La industria ha terminado por asumir que el reggaeton es la nueva música Pop de los hispanohablantes, y su maquinaria ya se ha puesto a funcionar para ofrecer un producto que sacie esta demanda. Para tomar la decisión, esta vez no han necesitado de una fría estadística de Nielsen Soundscan. Les ha bastado con echar un vistazo a las cifras de Youtube para darse cuenta de que algo estaba pasando. La explosión creativa surgida en Colombia a rebufo de fenómenos como J Balvin o productores como Saga White Plus y Sky, supuso la oportunidad de oro para convertir al país en el perfecto campo de pruebas de una nueva escena Pop latina.

Para visualizar el éxito del resultado, podemos tomar como ejemplo a Shakira. La de Barranquilla resume en sus carnes el cambio de paradigma: de joven post-grunge de mentirijillas a Milf post-reggaetonera de no menos mentirijillas. A través de su música, las grandes discográficas han dosificado la paulatina introducción de lo “urbano” en la radio fórmula. Pero si hubiera que buscar una verdadera clave, estaría en artistas como Maluma. Su figura ha sido una de las escogidas para liderar ese “reggaeton” blanco, amable y más o menos creíble, que la industria necesitaba desde hace años. ¿Hay polémicas? Por supuesto, pero todas se quedan en casa. Al fin y al cabo, Maluma es “uno de los nuestros”. Un bad boy de familia que, como si de un Marky Mark del reggaeton-pop se tratara, aporta esa justa dosis de excitante rebeldía que todo pequeño burgués necesita en su vida. Y es que en realidad, las supuestas controversias acerca de su machismo- como el reciente y esperpéntico ataque de pánico twittero entorno acerca de un vídeo tan anodino como Mala Mía– no hay que tomárselo como más que parte del mismo juego. El de una obligada y compleja reconversión industrial que las majors anglosajonas ya sufrieron hace décadas y que hoy, la sección latina de esas mismas major, están tratando de reproducir en el mercado iberoamericano con más o menos fortuna.

• _DATOS APORTADOS_
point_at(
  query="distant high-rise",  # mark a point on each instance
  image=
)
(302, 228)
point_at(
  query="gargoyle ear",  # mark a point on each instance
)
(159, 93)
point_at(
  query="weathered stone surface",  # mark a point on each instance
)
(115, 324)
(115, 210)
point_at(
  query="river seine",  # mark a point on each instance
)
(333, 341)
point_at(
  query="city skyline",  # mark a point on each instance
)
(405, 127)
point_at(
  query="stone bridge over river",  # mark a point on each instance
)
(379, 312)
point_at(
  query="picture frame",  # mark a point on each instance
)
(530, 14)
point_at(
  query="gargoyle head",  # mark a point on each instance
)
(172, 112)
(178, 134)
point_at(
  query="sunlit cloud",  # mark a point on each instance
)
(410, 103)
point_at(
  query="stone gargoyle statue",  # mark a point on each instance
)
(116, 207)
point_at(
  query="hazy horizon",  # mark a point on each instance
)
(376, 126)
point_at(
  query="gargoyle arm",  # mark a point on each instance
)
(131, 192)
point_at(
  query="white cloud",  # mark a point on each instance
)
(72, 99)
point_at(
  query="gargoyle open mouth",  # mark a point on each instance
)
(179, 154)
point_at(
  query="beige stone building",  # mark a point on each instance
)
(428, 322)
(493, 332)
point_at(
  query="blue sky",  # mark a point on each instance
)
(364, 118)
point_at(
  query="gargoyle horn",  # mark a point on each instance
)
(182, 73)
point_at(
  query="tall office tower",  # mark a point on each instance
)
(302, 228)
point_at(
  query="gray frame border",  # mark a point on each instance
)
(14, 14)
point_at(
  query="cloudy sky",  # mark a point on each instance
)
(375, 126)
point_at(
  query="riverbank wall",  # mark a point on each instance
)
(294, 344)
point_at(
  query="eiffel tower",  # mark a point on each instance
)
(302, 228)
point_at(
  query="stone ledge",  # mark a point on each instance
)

• _TAREA A_
Responde estas preguntas según el texto sobre el reggaeton:
(i) ¿De qué ciudad es Shakira?
(ii) ¿En qué país surgió la explosión creativa que se menciona?
(iii) ¿Qué cifras le bastó consultar a la industria para darse cuenta de que algo estaba pasando?
• _TAREA B_
Enumera todos los nombres de artistas y productores musicales que aparecen en el texto sobre el reggaeton.
• _TAREA C_
Edita el texto sobre el reggaeton: reescribe el fragmento que empieza en las palabras "La industria ha" y termina tras "escena Pop latina.", con "Colombia" sustituido por "Puerto Rico".
El listado es material aparte y no tiene relación con el bloque de texto.

• _RESULTADO A_
(i) Shakira es de Barranquilla.
(ii) La explosión creativa surgió en Colombia.
(iii) A la industria le bastaron las cifras de Youtube.

• _RESULTADO B_
J Balvin, Saga White Plus, Sky, Shakira, Maluma y Marky Mark.

• _RESULTADO C_
La industria ha terminado por asumir que el reggaeton es la nueva música Pop de los hispanohablantes, y su maquinaria ya se ha puesto a funcionar para ofrecer un producto que sacie esta demanda. Para tomar la decisión, esta vez no han necesitado de una fría estadística de Nielsen Soundscan. Les ha bastado con echar un vistazo a las cifras de Youtube para darse cuenta de que algo estaba pasando. La explosión creativa surgida en Puerto Rico a rebufo de fenómenos como J Balvin o productores como Saga White Plus y Sky, supuso la oportunidad de oro para convertir al país en el perfecto campo de pruebas de una nueva escena Pop latina.